▸ **PROBLEM TO WORK ON**:
Copy out everything from the line containing "# test: point to the white protest" down to the line containing "[[518, 484]]", with "street lamp" switched to "lamp post" and nothing else altered. Give only those lines.

▸ **EXTRACTED MATERIAL**:
● ● ● ● ●

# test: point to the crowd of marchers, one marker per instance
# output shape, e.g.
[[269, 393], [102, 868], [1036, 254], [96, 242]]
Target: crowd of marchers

● ● ● ● ●

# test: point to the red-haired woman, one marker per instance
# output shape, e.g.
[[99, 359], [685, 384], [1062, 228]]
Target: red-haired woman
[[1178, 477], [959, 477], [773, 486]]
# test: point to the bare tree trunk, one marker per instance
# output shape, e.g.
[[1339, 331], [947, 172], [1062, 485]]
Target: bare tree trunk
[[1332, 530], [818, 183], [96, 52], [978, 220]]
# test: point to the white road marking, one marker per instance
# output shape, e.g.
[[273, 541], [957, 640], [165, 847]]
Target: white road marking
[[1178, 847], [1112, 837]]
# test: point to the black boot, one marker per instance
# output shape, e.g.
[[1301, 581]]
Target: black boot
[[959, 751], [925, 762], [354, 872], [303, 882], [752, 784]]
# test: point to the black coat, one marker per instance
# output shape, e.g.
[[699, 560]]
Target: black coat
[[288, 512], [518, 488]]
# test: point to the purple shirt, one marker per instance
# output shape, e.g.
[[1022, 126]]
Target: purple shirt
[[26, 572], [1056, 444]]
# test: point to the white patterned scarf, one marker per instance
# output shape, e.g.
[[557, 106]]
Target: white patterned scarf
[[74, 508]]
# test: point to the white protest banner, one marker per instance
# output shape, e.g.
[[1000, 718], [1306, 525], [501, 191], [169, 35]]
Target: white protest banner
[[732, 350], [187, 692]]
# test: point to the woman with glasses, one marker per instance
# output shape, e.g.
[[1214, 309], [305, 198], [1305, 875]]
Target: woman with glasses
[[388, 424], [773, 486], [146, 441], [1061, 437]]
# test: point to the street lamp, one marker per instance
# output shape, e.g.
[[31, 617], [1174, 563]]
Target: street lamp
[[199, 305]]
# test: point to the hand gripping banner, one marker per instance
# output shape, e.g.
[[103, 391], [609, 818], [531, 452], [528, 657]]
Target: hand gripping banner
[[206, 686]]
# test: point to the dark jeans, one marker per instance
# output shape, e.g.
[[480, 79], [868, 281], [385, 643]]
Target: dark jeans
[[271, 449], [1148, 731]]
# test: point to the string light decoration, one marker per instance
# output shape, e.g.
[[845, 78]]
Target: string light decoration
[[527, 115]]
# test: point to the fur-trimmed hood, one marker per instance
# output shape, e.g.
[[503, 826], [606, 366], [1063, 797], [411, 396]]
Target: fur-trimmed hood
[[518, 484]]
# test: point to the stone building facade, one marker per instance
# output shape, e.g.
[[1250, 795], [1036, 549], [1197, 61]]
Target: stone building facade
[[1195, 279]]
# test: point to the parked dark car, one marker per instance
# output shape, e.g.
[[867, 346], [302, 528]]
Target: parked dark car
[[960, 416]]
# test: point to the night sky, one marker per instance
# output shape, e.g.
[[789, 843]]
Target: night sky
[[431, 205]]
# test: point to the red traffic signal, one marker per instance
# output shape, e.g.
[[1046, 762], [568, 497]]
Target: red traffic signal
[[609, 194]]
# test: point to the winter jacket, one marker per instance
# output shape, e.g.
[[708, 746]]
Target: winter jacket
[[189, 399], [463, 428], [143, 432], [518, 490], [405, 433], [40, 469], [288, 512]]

● ● ● ● ●

▸ **SOLUTION BELOW**:
# test: point to the white protest banner, one marker per instance
# output shape, e.g.
[[1000, 718], [1306, 525], [501, 191], [169, 35]]
Target: white protest banner
[[732, 350], [187, 692]]
# test: point to the woman with glasses, one marker per instance
# output shape, e.g.
[[1214, 309], [305, 198], [1305, 875]]
Target: woman with glasses
[[388, 424], [773, 486], [146, 441], [1061, 437]]
# test: point to the lamp post, one marker per instance
# output shape, e.g.
[[31, 617], [1174, 563]]
Target: lamp post
[[199, 305]]
# test: point to the hand gripping banner, one marker per instance
# output shape, e.g.
[[103, 391], [609, 818], [531, 452], [528, 657]]
Target: hand gripping banner
[[206, 686]]
# test: point to the dark jeans, one marker per instance
# output shape, e.g.
[[480, 79], [868, 281], [385, 643]]
Target: dark jeans
[[271, 449], [1148, 731]]
# test: point to the string light decoration, one marker per instance
# output shape, e.g.
[[845, 78]]
Target: string light decoration
[[527, 115]]
# test: point to the fur-trimmed hood, one marker per instance
# output shape, e.g.
[[503, 826], [606, 366], [1063, 797], [411, 396]]
Target: fur-trimmed hood
[[518, 484]]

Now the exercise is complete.